(Beginning of SUPPLIED RECORDS)
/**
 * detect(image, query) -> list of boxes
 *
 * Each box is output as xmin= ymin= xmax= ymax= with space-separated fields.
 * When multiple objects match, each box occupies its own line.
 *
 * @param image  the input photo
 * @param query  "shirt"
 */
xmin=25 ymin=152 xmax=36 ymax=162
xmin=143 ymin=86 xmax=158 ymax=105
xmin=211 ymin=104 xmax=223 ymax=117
(End of SUPPLIED RECORDS)
PROBLEM TO SOLVE -
Copy every line in the records above that contains the word "image".

WRITTEN RESPONSE -
 * detect(image, query) -> list of boxes
 * @param image  the input photo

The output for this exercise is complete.